_TASK DESCRIPTION_
Copies of all lines that contain "shirt" are needed; take them from the data below.

═════ INPUT RECORDS

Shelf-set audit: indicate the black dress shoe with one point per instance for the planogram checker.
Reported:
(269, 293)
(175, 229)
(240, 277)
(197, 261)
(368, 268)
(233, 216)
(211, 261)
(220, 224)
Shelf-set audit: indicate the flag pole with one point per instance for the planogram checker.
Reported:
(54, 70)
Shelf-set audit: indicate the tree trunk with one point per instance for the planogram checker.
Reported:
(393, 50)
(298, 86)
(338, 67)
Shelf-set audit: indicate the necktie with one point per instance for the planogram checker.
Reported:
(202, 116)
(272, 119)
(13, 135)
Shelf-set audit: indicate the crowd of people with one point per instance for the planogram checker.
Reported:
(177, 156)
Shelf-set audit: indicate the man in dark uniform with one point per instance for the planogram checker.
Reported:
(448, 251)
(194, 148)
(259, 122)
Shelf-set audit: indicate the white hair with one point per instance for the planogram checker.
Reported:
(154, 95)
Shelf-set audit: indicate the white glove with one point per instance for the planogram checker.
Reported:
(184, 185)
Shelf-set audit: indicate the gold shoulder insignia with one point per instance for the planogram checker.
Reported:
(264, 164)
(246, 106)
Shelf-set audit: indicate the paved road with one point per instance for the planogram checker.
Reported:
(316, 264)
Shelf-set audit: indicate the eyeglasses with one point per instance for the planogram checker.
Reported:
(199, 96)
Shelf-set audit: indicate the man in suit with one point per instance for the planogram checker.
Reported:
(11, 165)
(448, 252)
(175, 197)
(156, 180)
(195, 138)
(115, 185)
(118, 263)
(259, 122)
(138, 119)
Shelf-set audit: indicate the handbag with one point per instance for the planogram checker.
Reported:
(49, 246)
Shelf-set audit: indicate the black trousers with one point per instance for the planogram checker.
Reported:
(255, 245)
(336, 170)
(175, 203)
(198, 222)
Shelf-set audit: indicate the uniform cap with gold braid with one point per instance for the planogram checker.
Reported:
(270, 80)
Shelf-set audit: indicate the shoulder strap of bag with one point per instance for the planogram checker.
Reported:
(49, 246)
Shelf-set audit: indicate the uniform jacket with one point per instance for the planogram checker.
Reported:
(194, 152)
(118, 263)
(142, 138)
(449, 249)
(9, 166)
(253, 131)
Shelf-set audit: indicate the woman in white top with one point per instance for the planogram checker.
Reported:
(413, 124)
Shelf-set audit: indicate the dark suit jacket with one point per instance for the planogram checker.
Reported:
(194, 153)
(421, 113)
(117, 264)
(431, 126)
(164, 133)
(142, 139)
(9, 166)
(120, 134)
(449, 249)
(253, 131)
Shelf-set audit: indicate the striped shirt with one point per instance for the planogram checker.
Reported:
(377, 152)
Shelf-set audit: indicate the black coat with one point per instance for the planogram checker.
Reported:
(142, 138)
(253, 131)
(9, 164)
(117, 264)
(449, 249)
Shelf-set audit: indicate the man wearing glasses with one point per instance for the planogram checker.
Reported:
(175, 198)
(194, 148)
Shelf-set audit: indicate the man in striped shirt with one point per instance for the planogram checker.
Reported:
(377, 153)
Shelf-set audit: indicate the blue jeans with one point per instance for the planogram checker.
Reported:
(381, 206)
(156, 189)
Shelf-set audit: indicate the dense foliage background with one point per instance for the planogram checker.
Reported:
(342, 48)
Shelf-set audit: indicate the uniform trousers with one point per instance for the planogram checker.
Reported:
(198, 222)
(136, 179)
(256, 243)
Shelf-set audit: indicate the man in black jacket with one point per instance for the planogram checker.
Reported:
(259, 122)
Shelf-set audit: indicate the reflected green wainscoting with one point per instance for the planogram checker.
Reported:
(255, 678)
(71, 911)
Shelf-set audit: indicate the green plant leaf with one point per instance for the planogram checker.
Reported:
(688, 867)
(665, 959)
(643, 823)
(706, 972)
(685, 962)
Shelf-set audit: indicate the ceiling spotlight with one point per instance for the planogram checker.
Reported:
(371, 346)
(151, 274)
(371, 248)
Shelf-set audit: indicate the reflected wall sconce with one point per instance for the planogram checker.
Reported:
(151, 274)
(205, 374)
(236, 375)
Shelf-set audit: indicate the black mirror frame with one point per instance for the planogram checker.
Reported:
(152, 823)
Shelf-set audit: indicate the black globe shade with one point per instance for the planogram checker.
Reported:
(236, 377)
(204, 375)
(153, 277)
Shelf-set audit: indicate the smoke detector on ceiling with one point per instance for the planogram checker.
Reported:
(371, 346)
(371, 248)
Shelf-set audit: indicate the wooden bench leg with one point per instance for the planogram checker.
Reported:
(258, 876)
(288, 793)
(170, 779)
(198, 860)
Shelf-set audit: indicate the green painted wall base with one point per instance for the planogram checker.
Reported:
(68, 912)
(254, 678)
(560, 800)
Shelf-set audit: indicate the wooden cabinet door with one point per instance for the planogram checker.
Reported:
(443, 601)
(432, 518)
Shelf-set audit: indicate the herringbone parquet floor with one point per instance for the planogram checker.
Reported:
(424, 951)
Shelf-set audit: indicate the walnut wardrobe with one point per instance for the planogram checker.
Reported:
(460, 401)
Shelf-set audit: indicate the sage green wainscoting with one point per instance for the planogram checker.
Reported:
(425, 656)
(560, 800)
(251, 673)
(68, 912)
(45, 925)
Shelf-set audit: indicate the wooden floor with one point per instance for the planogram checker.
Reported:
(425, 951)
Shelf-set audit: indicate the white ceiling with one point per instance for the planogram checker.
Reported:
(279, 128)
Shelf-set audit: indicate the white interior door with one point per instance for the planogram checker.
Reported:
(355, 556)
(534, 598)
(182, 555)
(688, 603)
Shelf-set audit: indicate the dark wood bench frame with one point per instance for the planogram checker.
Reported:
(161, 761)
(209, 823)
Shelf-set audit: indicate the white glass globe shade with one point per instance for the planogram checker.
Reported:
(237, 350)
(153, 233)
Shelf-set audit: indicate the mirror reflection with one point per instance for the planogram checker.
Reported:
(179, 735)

══════════

_EXERCISE ANSWER_
Shelf-set audit: indicate the striped shirt with one point per instance for the planogram checker.
Shelf-set audit: indicate the man in striped shirt with one point per instance for the planogram checker.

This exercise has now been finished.